[PROMPT]:
Gather every line in the rows below that contains the string "roof", and copy each such line in full.
-- start ITEMS --
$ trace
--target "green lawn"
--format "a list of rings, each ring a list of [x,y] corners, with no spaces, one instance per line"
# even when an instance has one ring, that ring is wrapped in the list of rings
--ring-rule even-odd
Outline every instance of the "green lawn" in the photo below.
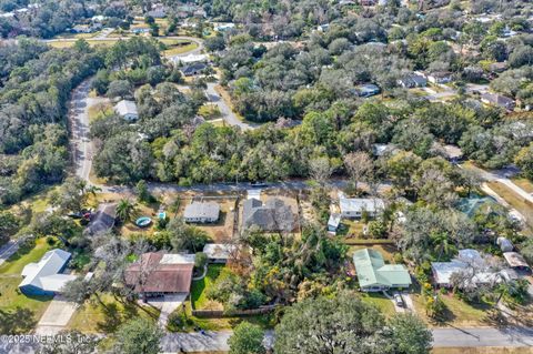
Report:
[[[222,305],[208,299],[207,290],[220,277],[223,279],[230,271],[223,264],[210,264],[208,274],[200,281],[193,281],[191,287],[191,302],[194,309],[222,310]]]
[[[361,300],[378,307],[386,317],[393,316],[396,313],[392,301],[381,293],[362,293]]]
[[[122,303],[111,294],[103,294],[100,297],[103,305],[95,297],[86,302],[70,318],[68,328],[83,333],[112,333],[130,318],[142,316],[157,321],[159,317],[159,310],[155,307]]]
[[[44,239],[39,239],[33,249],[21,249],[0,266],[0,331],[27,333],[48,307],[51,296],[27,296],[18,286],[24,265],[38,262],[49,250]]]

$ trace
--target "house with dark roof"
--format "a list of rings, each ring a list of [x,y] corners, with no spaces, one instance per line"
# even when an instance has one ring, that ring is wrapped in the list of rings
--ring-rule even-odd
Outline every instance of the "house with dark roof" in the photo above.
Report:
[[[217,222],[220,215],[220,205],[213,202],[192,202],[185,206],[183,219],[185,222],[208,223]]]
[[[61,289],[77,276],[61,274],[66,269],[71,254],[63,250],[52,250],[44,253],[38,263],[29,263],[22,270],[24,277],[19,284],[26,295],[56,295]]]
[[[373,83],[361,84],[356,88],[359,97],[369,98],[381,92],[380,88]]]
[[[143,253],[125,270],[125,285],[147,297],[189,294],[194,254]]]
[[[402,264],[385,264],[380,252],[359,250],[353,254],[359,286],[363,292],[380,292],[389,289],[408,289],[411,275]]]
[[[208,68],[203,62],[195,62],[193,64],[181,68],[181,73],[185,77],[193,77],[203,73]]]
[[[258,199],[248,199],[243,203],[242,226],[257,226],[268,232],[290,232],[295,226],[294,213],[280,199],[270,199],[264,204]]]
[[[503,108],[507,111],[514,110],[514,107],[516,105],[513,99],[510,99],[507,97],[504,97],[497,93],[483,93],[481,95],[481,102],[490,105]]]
-- end ITEMS --
[RESPONSE]:
--target "house with dark roof"
Outline every instance of the "house with dark roof" in the photo above.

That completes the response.